### Written instruction
Change "grass yard" to "lawn" in the data from the start up to and including the line that contains "[106,141,199,188]", keeping everything else the same. Give back only those lines.
━━━ Data to use ━━━
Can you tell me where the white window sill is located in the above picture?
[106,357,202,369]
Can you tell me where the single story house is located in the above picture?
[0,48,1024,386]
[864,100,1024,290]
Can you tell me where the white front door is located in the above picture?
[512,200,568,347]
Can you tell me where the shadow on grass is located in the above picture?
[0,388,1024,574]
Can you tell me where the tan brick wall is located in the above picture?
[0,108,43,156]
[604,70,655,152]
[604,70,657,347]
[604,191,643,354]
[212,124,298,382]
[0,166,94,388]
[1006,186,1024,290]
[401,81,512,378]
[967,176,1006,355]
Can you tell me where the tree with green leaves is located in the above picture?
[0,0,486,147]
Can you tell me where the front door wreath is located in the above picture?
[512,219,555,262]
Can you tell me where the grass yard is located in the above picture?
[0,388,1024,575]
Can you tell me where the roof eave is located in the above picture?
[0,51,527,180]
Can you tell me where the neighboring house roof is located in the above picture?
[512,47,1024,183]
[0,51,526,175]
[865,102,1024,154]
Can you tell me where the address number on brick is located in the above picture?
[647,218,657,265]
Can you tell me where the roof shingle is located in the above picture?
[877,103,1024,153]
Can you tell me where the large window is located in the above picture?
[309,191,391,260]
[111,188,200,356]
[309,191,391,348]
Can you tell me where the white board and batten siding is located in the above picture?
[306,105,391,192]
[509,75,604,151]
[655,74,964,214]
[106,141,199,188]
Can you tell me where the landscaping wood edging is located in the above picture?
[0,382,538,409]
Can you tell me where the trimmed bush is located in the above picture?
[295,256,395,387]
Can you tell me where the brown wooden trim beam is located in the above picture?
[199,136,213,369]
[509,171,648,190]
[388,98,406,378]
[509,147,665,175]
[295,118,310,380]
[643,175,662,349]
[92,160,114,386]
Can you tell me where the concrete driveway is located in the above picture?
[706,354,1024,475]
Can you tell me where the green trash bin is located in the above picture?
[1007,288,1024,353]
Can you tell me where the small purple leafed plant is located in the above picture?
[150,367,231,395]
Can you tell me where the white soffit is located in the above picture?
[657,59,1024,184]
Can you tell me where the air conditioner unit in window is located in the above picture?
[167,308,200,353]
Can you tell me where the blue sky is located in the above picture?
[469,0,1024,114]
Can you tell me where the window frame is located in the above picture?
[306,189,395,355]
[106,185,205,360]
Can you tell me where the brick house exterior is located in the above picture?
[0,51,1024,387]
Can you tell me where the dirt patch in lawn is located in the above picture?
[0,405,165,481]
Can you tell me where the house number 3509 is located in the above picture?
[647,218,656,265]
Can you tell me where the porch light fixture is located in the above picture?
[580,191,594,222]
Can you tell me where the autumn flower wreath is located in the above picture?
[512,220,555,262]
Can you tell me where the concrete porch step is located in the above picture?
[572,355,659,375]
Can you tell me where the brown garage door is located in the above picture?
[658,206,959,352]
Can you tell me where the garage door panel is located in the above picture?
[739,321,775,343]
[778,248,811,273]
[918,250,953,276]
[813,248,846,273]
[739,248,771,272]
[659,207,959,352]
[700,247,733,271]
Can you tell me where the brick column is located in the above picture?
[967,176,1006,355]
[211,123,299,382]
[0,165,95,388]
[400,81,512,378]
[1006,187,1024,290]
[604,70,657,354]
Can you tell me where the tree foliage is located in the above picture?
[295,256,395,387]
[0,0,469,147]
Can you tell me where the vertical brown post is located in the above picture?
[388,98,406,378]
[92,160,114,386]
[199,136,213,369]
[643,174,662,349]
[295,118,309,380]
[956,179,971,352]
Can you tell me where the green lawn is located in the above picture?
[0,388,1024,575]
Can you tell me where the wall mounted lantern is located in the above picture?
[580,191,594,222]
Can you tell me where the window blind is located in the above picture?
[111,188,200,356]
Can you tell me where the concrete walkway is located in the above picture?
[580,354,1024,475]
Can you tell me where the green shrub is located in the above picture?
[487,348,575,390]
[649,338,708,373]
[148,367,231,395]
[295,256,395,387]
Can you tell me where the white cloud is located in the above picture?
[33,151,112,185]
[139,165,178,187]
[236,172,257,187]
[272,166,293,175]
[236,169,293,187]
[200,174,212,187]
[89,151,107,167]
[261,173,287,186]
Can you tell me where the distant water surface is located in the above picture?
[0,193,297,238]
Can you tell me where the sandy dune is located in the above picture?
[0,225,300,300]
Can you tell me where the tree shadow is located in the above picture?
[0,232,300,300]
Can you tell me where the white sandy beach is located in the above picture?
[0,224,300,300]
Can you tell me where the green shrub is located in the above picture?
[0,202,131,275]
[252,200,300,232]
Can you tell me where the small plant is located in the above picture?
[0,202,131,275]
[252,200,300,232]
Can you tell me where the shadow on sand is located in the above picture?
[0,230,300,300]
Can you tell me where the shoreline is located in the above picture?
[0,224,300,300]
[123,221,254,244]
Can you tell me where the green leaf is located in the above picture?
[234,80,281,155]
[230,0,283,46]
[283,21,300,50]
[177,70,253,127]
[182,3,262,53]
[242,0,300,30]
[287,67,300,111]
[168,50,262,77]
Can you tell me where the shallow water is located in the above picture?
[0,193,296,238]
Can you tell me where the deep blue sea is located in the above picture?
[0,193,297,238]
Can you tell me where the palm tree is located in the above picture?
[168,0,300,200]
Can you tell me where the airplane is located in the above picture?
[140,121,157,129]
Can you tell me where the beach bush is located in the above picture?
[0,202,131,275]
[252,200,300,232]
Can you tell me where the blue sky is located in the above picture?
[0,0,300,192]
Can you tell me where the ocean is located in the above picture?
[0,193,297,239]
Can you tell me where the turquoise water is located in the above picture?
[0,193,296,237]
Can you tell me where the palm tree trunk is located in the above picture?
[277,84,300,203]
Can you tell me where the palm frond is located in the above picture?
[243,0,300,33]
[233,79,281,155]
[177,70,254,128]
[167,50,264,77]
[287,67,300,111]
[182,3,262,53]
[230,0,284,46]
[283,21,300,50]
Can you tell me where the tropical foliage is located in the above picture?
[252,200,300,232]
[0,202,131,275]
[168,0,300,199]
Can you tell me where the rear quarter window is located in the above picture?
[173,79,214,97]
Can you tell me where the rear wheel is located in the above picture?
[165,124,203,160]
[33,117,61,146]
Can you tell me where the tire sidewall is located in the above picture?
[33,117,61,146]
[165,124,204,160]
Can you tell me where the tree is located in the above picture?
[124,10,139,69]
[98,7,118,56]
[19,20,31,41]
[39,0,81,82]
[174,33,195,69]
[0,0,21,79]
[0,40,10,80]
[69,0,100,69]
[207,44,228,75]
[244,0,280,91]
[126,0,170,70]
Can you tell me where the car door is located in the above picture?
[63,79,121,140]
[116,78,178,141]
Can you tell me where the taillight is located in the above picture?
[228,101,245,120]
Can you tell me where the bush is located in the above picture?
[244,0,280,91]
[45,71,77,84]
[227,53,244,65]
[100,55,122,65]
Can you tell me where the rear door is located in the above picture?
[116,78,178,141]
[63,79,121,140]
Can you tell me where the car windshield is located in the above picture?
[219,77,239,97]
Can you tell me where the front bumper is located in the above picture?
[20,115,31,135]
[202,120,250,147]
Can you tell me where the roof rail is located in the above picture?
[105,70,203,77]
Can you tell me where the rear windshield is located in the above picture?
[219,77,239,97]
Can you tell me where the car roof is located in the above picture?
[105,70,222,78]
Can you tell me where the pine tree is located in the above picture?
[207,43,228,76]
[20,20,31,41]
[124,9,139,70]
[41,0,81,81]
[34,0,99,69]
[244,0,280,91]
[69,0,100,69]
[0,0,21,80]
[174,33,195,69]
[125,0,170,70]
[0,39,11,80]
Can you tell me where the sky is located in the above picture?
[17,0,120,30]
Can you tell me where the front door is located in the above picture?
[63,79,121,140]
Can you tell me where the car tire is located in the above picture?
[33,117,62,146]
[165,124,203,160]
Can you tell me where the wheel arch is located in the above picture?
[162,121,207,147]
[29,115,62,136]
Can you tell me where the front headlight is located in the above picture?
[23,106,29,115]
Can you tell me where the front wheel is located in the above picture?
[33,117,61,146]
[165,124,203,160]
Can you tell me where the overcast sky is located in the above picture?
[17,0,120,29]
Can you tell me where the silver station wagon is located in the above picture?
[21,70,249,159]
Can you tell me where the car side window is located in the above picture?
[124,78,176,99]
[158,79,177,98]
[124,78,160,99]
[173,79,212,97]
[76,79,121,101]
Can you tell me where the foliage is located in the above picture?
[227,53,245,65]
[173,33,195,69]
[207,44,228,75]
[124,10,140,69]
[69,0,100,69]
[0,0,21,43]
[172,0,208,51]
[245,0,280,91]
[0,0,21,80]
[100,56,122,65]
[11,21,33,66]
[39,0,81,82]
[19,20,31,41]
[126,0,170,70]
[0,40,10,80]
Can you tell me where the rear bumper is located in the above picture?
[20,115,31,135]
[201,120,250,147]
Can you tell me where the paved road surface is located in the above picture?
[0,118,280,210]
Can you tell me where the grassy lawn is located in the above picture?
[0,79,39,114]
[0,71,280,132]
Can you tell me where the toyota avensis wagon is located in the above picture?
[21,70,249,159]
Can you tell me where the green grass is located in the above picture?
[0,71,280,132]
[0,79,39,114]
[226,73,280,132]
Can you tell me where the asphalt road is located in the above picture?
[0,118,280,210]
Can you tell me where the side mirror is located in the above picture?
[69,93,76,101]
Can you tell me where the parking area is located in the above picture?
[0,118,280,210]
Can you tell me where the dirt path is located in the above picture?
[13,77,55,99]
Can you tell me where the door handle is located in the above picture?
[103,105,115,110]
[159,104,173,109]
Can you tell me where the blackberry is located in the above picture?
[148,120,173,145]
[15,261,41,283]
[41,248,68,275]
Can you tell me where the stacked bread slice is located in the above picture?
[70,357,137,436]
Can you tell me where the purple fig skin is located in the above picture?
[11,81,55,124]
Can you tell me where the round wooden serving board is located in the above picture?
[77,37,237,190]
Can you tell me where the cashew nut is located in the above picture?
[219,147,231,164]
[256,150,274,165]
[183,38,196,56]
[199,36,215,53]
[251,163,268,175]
━━━
### Exercise solution
Can you tell me where the white window sill is located in the above picture?
[106,357,202,369]
Can you tell me where the single story house is located in the above picture?
[0,48,1024,386]
[864,100,1024,290]
Can you tell me where the white front door is located in the above picture?
[512,200,568,347]
Can you tell me where the shadow on grass is located in the above picture?
[0,388,1024,574]
Can you tell me where the tan brick wall is located in the above picture?
[0,108,43,156]
[604,70,655,152]
[604,70,657,347]
[604,191,643,354]
[212,124,298,382]
[0,166,94,388]
[1006,186,1024,290]
[401,81,512,378]
[967,176,1006,355]
Can you tell me where the tree with green leaves is located in the above picture?
[0,0,486,147]
Can you tell me where the front door wreath is located in the above picture?
[512,219,555,262]
Can you tell me where the lawn is located in the above picture?
[0,388,1024,575]
Can you tell me where the roof eave is located in the above picture?
[0,51,527,180]
Can you tell me where the neighboring house roof is located in the above picture?
[512,47,1024,183]
[0,51,526,175]
[865,102,1024,154]
Can you tell me where the address number on brick is located in the above picture?
[647,218,657,265]
Can you tell me where the roof shingle is located in the above picture?
[877,103,1024,153]
Can you tell me where the large window is located in the above picture?
[309,191,391,260]
[111,188,200,356]
[309,191,391,348]
Can you tell me where the white board and batten siding is located in the above picture?
[306,105,391,192]
[509,75,604,151]
[655,74,964,214]
[106,141,199,188]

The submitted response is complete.